* _Udostępniony fragment_:
■ ■ ■

×

Kościelny ślub Krupy wywołał spore poruszenie. Księża nie kryją swojego oburzenia

Choć ślub Joanny Krupy, który miał miejsce w Parafii pw. Świętych Apostołów Piotra i Pawła w Krakowie, przeszedł już do historii, dopiero teraz, o całym wydarzeniu robi się naprawdę głośno. Wszystko za sprawą panującej na nim atmosfery. Jabłczyńska śpiewająca z zespołem gospel, goście pary młodej bijący brawo… Opinie na temat przebiegu całej ceremonii wśród duchownych są mocno podzielone.

Występ Joanny Jabłczyńskiej

Ślub sam w sobie był wyjątkowo skromną uroczystością. Nie uczestniczyły w nim tłumy gości, a ceremonia odbyła się z dala od błysku fleszy i świata mediów. Na szczególną uwagę w tym przypadku zasłużyło coś zupełnie innego.

Momentem, który bez wątpienia urozmaicił całą uroczystość zaślubin był występ Joanny Jabłczyńskiej. Gwiazda wraz z amerykańską grupą gospel zaśpiewała młodej parze utwór pt. „All you need is love” legendarnego zespołu The Beatles. Nagrania, do którego goście biją brawo, a Krupa porusza się w rytm muzyki, można posłuchać tutaj.

„Niektórzy z nas uprawiają show zamiast Adoracji Boga”

Nagranie, które bardzo szybko obiegło sieć, wystarczyło, aby wywołać oburzenie wśród „zagorzałych katolików” i księży. Niektórzy z nich nie ukrywają swoich odczuć i podkreślają, że z Kościoła pomału robi się kabaret, a ludzie coraz częściej zapominają o tym, że powinno być to miejsce do Adoracji Boga.

■ ■ ■

* _Fragment zbioru danych_:
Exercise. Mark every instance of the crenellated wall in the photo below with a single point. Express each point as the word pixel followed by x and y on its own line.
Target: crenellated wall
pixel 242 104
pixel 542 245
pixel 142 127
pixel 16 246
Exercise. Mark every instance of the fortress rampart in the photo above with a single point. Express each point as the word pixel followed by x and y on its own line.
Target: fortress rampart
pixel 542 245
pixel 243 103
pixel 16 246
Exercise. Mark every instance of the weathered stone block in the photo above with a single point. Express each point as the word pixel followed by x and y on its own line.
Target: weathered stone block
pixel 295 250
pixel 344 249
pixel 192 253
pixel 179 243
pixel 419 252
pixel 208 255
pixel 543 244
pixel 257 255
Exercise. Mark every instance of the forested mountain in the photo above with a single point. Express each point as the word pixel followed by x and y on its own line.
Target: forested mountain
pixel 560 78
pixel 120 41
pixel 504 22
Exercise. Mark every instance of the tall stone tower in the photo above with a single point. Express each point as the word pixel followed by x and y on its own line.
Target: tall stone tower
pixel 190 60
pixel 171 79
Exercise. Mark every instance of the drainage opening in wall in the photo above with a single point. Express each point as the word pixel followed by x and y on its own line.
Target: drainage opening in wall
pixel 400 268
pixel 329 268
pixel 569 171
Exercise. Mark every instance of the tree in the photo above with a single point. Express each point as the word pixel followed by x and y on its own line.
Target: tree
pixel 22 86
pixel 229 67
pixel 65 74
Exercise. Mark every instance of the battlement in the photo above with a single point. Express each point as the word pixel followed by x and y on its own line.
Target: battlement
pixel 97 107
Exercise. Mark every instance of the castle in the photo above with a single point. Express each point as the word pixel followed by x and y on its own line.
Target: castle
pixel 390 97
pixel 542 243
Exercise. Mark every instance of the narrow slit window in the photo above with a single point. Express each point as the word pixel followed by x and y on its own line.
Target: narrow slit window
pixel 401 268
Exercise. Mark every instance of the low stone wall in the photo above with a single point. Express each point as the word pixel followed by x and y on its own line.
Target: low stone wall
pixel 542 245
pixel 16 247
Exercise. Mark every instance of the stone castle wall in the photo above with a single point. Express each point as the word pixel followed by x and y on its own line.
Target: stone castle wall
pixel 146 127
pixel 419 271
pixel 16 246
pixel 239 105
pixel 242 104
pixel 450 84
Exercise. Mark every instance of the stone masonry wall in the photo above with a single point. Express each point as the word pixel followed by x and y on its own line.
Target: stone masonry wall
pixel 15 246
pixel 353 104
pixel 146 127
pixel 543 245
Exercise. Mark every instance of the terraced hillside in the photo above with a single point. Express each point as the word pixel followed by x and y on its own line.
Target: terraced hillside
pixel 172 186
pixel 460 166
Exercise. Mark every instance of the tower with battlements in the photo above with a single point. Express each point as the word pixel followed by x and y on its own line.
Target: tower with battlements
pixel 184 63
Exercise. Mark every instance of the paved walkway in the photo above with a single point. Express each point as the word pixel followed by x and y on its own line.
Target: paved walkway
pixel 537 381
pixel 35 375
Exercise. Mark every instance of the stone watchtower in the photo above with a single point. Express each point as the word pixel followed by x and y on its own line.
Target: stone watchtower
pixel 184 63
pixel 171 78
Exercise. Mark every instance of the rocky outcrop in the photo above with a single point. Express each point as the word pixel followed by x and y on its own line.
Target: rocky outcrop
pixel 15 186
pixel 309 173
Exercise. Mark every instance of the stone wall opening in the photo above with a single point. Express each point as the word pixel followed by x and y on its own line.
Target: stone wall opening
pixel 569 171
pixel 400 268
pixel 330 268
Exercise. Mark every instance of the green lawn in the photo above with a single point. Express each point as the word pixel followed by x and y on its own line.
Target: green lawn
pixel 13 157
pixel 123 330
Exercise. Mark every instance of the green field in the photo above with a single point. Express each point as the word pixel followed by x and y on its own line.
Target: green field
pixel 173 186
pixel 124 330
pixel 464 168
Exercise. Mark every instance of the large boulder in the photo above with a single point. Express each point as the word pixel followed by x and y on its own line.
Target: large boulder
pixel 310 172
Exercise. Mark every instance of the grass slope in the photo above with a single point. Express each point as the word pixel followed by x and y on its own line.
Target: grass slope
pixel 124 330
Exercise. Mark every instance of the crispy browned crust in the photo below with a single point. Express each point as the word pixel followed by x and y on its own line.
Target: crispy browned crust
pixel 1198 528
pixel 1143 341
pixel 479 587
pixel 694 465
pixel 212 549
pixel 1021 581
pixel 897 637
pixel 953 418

■ ■ ■

* _Treść zadania_: Kontynuuj artykuł o kościelnym ślubie Joanny Krupy, zaczynając zaraz po jego ostatnim zdaniu. Rekordy nie są potrzebne do wykonania zadania.

* _Odpowiedź_:
Wśród księży znaleźli się też tacy, którzy nie chcieli na ten temat rozmawiać. Tak było chociażby w przypadku proboszcza z Tyńca. Duszpasterz zaznaczył tylko, że nie było go na ślubie Krupy i nie zamierza nic komentować. No cóż, miał do tego pełne prawo.

A post shared by Joanna Krupa (@joannakrupa) on

Kościół nie jest miejscem do wykonywania skocznych i zabawnych piosenek

Ks. proboszcz Andrzej Banasiuk z Pilawy, zaznaczył, że gdyby państwo młodzi zwrócili się do niego z prośbą o zagranie świeckiego utworu podczas zaślubin, prawdopodobnie by na to nie przystał. Uważa, że Kościół nie jest odpowiednim miejscem do wykonywania skocznych i zabawnych piosenek. Od tego jest wesele.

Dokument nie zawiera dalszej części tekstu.